> [Goal]:
Put these records into a two-column CSV with the columns "text" and "answer", one row per record. Wrap each field in double quotes and turn any line breaks inside a field into spaces.

> [Extracted information]:
########################################
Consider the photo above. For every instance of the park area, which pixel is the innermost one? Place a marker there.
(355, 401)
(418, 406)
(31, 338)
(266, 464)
########################################
> [The result]:
text,answer
"Consider the photo above. For every instance of the park area, which pixel is the innermost one? Place a marker there.","(355, 401) (418, 406) (31, 338) (266, 464)"